VORGEGEBENER TEXT:
※
Die Reihen der Zuschauer und Journalisten im Plenum hatten sich an diesem Nachmittag schon stark gelichtet. So beharkten sich Regierung und Opposition weitgehend unter Ausschluss der Öffentlichkeit, aber nicht minder heftig. Zu erleben war eine Debatte über eine sensible Thematik, in der die Angreifer verbal ganz dick auftrugen und die Verteidiger ihnen kaum nachstanden. Zu erleben waren insbesondere zwei Justizminister – ein ehemaliger und ein amtierender –, die den Eindruck erweckten, sie wüssten jeweils von einem weiteren gravierenden Fall von Einflussnahme auf die Justiz, es aber bei Andeutungen beließen. Doch bei einem Faktencheck bleibt davon wenig übrig.
※
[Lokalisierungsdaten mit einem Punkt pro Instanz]
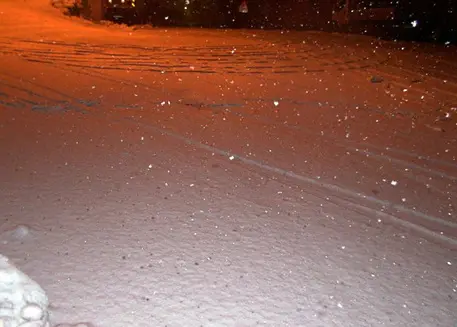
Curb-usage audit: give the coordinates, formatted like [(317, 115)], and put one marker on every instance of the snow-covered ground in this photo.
[(154, 177)]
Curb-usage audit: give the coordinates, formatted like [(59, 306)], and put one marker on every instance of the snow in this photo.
[(156, 177)]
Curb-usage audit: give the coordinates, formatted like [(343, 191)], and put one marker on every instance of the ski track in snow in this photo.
[(162, 203)]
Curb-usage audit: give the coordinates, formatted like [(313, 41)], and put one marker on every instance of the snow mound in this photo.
[(18, 233), (80, 324), (23, 303)]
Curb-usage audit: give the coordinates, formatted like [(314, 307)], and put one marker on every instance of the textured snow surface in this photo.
[(227, 178)]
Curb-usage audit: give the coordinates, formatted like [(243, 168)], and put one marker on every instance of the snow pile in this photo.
[(66, 6), (23, 303)]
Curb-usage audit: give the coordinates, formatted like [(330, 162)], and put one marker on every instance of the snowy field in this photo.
[(154, 177)]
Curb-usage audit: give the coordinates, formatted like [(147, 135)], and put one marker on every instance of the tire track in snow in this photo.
[(343, 194), (245, 59)]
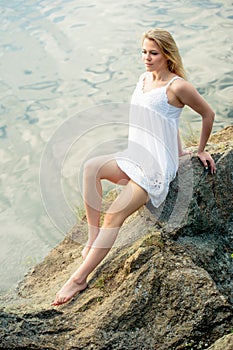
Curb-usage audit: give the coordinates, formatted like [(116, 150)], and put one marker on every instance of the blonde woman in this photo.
[(150, 162)]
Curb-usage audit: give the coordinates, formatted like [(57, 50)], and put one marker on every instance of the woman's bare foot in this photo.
[(85, 251), (68, 291), (184, 153)]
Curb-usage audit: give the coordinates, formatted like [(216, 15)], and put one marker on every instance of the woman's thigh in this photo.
[(106, 168), (130, 199)]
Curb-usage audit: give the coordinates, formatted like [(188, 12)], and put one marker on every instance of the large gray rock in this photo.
[(167, 285)]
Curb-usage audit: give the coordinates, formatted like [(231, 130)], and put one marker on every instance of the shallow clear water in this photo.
[(62, 57)]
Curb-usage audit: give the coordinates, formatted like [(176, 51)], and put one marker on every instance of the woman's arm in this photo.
[(188, 95)]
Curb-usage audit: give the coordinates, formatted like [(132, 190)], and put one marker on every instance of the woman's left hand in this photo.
[(206, 158)]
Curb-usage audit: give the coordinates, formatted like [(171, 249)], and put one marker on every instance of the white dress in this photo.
[(151, 159)]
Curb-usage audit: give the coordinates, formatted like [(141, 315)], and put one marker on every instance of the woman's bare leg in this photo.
[(129, 200), (97, 169)]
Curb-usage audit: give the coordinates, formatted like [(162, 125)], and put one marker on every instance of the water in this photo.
[(62, 57)]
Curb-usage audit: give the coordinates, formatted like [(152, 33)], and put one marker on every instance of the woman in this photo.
[(150, 162)]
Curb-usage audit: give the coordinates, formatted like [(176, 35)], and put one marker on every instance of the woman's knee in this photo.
[(91, 167), (113, 220)]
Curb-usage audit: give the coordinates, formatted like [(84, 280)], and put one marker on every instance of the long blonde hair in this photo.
[(168, 48)]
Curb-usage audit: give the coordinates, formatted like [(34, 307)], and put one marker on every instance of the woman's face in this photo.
[(152, 56)]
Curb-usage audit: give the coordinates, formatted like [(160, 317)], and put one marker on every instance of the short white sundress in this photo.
[(151, 159)]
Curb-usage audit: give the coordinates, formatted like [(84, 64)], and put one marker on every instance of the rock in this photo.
[(166, 285), (224, 343)]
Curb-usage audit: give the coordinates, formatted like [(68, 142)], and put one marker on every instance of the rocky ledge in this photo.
[(167, 284)]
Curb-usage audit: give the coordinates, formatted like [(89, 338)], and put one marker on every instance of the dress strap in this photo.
[(171, 81)]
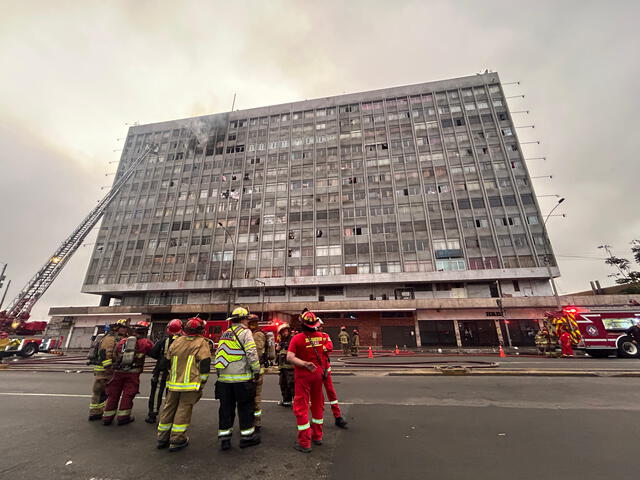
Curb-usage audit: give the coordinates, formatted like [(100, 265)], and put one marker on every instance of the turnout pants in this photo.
[(287, 384), (158, 385), (257, 402), (98, 393), (176, 416), (122, 388), (308, 388), (238, 395), (332, 396)]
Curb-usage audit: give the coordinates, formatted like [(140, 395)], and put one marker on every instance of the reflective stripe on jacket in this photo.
[(233, 362), (185, 354)]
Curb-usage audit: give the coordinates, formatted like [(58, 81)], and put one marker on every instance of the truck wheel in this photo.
[(626, 348), (30, 349), (599, 353)]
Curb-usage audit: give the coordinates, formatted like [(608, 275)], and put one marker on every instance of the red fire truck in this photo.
[(600, 332)]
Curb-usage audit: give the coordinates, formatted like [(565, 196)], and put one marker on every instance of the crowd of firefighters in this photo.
[(185, 359)]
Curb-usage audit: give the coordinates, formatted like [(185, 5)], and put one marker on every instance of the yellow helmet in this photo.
[(240, 312)]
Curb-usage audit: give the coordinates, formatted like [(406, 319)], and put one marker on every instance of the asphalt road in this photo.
[(401, 428)]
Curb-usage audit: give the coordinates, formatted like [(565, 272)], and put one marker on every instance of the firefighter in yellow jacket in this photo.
[(103, 369), (190, 360)]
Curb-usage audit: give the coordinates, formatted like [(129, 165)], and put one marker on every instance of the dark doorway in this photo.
[(437, 333), (523, 332), (401, 336), (478, 333)]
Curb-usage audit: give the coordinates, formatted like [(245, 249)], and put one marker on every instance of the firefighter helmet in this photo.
[(309, 319), (240, 312), (141, 327), (174, 327), (284, 326), (194, 325)]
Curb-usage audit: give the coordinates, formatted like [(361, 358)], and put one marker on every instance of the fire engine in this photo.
[(600, 332)]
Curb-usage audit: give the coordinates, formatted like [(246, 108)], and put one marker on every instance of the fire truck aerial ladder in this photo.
[(15, 316)]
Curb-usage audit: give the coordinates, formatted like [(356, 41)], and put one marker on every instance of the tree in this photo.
[(625, 275)]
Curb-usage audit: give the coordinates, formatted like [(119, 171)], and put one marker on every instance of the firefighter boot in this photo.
[(174, 447), (151, 418), (249, 441), (302, 449), (341, 422)]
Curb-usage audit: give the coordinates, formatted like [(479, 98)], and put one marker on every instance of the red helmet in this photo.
[(174, 327), (309, 319), (194, 325)]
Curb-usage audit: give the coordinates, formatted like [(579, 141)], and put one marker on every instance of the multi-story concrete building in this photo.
[(393, 196)]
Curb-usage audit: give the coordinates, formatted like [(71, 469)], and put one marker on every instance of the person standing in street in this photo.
[(332, 396), (306, 354), (265, 356), (355, 342), (190, 360), (237, 366), (345, 341), (286, 369), (161, 369), (103, 369), (125, 383), (565, 343)]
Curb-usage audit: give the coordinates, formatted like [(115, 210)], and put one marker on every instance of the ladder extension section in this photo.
[(21, 306)]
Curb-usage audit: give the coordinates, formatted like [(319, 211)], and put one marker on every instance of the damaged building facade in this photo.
[(382, 210)]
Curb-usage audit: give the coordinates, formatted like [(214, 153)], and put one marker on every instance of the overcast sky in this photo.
[(75, 73)]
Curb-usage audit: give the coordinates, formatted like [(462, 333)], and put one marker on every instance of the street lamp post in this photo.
[(548, 260), (262, 285), (233, 262)]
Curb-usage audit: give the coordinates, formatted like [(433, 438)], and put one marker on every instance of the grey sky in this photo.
[(75, 72)]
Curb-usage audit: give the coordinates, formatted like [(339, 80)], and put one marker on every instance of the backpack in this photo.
[(128, 353), (93, 357)]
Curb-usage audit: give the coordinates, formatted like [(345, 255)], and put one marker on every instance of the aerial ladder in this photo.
[(14, 318)]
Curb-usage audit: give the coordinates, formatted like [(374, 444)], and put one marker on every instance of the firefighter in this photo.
[(355, 343), (264, 357), (307, 354), (103, 369), (125, 382), (190, 360), (286, 369), (161, 369), (332, 396), (344, 341), (237, 366), (565, 343)]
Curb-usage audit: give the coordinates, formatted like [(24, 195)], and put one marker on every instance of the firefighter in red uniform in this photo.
[(128, 365), (307, 355), (565, 342), (332, 396)]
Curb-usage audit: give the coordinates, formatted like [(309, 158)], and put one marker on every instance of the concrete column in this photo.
[(456, 327), (417, 329)]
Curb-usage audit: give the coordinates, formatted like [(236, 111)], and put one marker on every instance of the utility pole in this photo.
[(233, 262), (262, 285), (548, 257), (2, 278)]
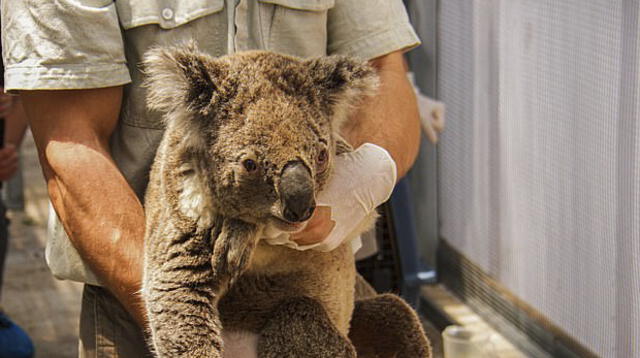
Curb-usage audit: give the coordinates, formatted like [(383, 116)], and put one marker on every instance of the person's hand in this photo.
[(6, 103), (8, 162)]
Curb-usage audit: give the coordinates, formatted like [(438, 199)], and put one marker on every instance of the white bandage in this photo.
※
WAS ERWARTET WIRD: Bitte nennen Sie, welche zwei Justizminister laut dem Text über die Plenardebatte dort zu erleben waren. Die Zeilen stehen in keinem Zusammenhang mit dem Text über die Plenardebatte.

LÖSUNG: Ein ehemaliger und ein amtierender Justizminister.